> **Task to carry out**:
Produce an exact copy of the lines from the line containing "Annotate each instance of the wooden" through the last line of the entries below, and only those lines.

>> Begin

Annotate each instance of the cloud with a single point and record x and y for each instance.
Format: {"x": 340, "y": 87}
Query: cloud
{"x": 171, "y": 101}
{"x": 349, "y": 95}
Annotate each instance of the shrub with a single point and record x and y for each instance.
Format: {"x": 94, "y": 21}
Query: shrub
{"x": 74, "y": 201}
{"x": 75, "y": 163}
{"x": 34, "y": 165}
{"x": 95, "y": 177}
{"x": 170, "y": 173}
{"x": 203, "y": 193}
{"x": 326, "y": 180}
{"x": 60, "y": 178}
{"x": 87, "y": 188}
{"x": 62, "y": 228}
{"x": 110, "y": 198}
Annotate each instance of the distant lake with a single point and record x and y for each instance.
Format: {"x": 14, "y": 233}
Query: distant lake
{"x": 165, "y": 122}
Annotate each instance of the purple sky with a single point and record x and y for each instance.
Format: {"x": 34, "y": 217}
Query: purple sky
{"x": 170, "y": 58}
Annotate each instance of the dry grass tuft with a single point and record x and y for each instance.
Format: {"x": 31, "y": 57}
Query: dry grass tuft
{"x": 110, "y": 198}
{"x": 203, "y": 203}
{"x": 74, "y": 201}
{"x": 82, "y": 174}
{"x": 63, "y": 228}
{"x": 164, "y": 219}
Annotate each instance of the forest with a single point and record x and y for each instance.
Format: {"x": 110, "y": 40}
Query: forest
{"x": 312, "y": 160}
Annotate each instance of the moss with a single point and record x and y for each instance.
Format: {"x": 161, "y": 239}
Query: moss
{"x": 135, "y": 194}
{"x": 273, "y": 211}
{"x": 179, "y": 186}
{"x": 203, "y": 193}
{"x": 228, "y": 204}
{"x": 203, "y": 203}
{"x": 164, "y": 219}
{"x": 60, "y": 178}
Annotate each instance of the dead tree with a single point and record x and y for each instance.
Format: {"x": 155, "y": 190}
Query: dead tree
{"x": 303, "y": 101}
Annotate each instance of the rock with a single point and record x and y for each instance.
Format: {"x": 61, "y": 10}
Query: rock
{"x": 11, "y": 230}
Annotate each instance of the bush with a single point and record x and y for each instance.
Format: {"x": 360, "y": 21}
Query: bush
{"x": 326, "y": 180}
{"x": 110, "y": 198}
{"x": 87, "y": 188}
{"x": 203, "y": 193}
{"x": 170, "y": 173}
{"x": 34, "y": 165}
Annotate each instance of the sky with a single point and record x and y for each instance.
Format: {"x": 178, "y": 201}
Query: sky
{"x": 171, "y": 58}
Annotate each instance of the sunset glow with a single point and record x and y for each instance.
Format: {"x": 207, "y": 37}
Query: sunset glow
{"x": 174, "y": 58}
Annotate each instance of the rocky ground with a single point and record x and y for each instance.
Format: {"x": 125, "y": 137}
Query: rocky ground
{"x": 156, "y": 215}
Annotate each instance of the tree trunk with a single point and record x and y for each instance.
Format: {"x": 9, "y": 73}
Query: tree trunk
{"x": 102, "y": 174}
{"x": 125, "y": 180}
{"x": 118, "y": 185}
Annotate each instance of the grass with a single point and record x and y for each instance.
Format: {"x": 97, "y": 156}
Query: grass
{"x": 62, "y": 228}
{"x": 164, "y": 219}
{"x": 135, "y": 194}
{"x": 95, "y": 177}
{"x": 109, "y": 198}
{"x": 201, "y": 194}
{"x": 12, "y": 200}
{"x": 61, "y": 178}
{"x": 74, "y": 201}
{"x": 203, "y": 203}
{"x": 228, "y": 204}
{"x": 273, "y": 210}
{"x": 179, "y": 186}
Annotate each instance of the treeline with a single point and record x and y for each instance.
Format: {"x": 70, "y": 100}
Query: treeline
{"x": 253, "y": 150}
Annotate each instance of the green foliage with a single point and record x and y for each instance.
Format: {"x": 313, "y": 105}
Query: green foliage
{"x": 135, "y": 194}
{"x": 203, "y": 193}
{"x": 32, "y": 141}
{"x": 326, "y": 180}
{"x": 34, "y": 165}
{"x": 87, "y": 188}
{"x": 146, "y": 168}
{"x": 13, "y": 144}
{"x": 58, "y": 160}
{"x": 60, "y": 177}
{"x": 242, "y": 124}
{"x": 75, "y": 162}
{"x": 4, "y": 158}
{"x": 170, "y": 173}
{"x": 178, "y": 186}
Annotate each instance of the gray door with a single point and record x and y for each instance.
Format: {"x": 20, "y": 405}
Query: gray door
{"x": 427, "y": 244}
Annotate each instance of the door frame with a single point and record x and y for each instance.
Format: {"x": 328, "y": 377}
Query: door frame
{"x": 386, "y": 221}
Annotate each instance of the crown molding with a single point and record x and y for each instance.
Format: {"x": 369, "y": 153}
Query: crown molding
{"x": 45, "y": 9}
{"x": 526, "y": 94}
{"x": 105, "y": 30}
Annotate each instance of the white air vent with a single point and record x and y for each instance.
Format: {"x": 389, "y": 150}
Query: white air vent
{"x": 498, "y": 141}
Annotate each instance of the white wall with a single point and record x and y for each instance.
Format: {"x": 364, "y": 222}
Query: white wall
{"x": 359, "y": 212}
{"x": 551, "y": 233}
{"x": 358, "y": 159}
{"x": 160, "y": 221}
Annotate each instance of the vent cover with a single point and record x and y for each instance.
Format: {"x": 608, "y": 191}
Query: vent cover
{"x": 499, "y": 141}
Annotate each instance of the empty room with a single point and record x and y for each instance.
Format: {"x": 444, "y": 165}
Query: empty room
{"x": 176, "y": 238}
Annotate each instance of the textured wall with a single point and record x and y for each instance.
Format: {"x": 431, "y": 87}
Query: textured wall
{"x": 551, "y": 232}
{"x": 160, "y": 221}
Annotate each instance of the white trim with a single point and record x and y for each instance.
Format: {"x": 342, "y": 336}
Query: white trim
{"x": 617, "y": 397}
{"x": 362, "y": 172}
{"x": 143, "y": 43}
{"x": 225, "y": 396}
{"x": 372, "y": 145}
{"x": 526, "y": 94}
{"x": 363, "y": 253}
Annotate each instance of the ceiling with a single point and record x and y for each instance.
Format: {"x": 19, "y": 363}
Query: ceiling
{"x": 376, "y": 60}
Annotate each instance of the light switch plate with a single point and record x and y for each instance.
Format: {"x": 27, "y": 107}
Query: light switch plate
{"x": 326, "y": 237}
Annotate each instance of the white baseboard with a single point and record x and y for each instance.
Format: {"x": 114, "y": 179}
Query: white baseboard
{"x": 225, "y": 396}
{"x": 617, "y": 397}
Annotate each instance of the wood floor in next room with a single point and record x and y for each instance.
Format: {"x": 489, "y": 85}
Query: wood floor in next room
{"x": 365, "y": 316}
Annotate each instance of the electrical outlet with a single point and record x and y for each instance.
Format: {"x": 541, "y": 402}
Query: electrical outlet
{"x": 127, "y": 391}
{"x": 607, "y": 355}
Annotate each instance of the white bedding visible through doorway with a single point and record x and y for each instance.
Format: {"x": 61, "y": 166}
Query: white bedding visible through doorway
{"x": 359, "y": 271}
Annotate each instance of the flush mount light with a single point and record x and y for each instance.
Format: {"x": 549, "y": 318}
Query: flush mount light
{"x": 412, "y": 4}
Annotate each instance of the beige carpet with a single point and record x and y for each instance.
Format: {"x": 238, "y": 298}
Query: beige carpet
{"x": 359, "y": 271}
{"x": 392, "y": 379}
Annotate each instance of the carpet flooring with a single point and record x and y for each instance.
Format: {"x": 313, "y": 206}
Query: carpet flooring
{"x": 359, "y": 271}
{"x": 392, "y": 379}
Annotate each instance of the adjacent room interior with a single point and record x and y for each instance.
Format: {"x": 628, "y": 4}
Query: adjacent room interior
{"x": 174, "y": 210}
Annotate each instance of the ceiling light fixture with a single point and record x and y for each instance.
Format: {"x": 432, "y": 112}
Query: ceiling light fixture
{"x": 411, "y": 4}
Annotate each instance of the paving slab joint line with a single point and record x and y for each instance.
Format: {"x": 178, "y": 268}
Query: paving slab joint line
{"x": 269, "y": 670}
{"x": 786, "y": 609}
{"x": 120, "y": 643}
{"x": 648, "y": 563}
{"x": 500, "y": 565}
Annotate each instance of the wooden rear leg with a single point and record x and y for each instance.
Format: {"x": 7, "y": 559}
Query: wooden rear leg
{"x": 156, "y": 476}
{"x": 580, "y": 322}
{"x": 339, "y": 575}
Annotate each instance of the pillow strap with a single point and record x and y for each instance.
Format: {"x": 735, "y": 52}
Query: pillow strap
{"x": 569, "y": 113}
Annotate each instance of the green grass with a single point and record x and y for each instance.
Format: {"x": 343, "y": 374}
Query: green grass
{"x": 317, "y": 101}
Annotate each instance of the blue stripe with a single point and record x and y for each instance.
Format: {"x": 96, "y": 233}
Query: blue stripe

>> End

> **Final result**:
Annotate each instance of the wooden rear leg with a single point and record x and y for each instance.
Format: {"x": 7, "y": 559}
Query: wooden rear leg
{"x": 156, "y": 476}
{"x": 580, "y": 322}
{"x": 339, "y": 575}
Annotate each instance of the pillow strap with a single point and record x and y for each instance.
Format: {"x": 735, "y": 52}
Query: pillow strap
{"x": 569, "y": 113}
Annotate each instance of the green grass with a single point and record x and y for each instance.
Format: {"x": 343, "y": 374}
Query: green grass
{"x": 317, "y": 101}
Annotate each instance of the blue stripe with a single point and record x and y for each instance.
Format: {"x": 96, "y": 233}
Query: blue stripe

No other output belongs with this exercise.